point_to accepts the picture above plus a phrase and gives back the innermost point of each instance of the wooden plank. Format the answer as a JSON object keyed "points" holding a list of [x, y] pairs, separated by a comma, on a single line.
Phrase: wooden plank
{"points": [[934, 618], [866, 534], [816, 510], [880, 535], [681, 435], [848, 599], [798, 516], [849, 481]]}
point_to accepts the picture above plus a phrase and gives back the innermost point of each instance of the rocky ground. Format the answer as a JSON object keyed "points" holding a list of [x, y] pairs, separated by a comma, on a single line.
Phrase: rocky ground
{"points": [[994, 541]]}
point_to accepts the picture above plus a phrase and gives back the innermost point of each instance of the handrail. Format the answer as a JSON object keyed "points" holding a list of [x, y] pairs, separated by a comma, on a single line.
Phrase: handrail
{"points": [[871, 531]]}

***

Repeat all of the items above word for word, keeping every character unchanged.

Completed exercise —
point_to accepts the picture above plus a phrase and gives back the innermost point of each instance of the wooden plank. Format the answer as a JSON object keyed "points" holding a list of [x, y] pairs, separated by a comma, on a single line.
Phrase: wooden plank
{"points": [[934, 618], [866, 534], [816, 510], [880, 535], [681, 435], [848, 599], [798, 516], [849, 481]]}
point_to accepts the picture above plus a phrase and gives back the innermost point of each instance of the rocky ground. Format the answer as a JSON object keyed "points" holding a list of [x, y] pairs, separated by a comma, on a single line.
Phrase: rocky ground
{"points": [[994, 541]]}
point_to accepts the picture above plus a phrase and gives back the innermost point of each instance of the handrail. Format the answer as a JSON object keyed "points" holding a list of [x, y] pairs, separated by a comma, on a single line.
Phrase: handrail
{"points": [[871, 531]]}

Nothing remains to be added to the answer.